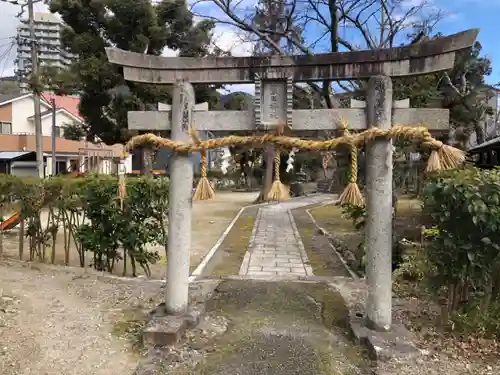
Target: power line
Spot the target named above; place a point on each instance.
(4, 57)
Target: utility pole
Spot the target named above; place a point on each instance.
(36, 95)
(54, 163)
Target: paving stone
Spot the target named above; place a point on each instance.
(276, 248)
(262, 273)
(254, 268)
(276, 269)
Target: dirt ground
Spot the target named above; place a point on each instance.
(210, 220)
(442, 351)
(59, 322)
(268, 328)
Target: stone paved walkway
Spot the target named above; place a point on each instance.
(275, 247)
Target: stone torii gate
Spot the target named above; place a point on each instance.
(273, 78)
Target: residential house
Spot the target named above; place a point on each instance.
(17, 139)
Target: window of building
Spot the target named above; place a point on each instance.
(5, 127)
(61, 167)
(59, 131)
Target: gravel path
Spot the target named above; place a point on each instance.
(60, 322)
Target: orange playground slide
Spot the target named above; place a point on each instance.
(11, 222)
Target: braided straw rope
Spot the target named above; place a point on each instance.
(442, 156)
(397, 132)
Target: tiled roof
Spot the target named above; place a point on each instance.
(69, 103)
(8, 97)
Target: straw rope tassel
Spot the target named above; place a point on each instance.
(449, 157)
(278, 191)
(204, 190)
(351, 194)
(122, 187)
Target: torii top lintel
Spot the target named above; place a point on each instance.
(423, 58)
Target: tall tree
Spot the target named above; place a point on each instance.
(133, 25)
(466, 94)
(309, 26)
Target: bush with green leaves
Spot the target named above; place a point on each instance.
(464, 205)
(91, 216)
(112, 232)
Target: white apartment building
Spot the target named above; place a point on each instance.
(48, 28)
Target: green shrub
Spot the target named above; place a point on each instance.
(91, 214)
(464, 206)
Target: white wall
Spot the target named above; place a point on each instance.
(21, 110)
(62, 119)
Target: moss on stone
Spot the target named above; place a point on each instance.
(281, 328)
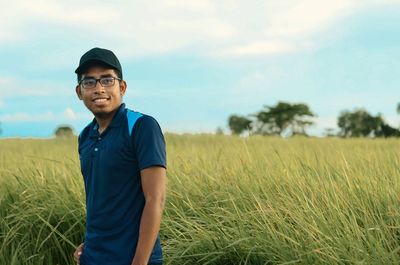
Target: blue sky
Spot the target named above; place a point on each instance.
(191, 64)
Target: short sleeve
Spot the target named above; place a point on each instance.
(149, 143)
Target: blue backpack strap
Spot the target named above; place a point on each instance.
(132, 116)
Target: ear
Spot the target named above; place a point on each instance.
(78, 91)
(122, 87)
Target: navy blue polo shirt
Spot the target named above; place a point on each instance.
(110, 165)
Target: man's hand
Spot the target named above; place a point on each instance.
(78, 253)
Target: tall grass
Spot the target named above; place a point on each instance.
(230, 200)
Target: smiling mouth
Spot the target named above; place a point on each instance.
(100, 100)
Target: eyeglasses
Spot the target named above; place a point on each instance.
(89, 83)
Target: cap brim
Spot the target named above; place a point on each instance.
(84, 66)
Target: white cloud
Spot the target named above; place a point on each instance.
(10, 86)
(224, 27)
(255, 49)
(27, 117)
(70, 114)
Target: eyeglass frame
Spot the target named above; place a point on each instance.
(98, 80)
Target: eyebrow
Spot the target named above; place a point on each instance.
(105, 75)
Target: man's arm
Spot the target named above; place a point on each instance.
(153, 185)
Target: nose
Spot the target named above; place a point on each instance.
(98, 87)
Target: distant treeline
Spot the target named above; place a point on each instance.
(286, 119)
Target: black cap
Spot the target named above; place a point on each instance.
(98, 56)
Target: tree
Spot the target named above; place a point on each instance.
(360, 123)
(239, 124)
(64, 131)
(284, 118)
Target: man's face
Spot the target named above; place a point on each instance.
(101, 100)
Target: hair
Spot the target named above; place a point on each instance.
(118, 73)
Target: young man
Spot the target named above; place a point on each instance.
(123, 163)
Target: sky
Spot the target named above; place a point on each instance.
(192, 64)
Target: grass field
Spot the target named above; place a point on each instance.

▬▬▬▬▬▬

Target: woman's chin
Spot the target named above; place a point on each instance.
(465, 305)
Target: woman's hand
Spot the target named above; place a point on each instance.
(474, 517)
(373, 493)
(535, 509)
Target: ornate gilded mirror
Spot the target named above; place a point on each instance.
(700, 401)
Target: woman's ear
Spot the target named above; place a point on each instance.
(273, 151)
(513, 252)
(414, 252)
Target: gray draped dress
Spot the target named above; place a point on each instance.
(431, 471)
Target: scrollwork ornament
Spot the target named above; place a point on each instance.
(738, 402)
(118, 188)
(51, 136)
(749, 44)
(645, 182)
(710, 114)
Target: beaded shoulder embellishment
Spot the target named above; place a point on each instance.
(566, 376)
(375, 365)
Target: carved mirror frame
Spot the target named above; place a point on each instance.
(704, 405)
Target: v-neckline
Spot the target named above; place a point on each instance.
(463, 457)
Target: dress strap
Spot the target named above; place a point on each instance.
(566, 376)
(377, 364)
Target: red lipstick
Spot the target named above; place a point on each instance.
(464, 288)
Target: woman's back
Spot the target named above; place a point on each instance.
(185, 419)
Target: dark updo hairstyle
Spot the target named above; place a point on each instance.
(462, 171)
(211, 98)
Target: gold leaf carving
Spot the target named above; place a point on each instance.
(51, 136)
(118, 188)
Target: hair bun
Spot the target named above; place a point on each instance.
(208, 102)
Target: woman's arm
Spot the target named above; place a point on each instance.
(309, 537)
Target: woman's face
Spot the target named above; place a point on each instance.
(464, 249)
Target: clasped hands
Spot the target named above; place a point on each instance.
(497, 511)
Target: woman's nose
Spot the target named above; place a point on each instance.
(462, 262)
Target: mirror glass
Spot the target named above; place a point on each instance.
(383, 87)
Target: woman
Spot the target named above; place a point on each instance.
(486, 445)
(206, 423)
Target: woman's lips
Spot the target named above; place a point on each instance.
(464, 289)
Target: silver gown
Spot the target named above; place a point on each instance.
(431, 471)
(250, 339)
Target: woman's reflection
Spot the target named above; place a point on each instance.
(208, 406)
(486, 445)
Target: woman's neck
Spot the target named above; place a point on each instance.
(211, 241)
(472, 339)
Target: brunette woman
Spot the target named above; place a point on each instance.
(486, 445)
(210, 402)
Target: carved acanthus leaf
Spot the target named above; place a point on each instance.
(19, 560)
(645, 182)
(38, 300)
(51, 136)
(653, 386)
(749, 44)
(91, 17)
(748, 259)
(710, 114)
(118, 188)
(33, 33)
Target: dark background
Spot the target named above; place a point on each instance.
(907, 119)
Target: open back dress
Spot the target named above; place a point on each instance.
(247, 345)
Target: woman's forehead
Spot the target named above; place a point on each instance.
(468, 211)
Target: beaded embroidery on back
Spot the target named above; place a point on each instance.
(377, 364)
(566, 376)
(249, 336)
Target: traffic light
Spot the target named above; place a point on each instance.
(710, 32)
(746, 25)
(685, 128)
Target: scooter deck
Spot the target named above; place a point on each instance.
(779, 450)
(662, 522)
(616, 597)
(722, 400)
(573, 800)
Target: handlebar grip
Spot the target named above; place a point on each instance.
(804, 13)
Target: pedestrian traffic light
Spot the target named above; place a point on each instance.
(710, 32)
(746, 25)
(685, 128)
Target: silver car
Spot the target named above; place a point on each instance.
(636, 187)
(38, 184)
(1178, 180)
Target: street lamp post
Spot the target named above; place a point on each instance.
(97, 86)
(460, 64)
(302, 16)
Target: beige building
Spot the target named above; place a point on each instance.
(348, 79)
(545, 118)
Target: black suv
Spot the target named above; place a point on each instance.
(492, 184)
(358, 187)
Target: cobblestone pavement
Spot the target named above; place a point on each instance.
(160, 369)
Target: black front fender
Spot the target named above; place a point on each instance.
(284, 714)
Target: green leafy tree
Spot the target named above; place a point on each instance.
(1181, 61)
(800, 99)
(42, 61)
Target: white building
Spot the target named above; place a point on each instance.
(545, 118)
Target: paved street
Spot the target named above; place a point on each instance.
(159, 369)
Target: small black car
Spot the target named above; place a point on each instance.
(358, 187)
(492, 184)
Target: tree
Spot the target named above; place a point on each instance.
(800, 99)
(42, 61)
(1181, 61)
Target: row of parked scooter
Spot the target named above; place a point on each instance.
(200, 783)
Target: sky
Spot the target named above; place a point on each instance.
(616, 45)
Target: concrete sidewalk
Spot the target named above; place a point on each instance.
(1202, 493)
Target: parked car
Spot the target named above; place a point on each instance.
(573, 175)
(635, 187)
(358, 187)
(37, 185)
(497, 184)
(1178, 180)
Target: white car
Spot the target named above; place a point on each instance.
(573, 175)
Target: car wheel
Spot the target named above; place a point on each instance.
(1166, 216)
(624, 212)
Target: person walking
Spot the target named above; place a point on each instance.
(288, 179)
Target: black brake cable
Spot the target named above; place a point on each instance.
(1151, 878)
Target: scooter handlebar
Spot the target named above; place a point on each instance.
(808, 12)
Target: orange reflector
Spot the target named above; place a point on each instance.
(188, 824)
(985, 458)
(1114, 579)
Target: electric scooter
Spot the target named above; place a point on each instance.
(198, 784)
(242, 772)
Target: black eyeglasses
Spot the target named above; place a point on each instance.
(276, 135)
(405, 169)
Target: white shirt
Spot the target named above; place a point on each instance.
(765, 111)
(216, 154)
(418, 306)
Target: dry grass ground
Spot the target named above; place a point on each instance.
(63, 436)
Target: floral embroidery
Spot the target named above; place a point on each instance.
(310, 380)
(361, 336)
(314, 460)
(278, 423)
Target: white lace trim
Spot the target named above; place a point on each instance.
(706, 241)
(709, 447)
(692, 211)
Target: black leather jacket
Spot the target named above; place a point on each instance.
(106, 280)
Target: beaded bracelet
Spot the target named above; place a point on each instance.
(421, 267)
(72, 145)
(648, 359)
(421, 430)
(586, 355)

▬▬▬▬▬▬

__JOB__. Select and copy each line of the records that contains the word "strap".

__ANSWER TO THE PROBLEM__.
Target: blue backpack strap
Target: dress strap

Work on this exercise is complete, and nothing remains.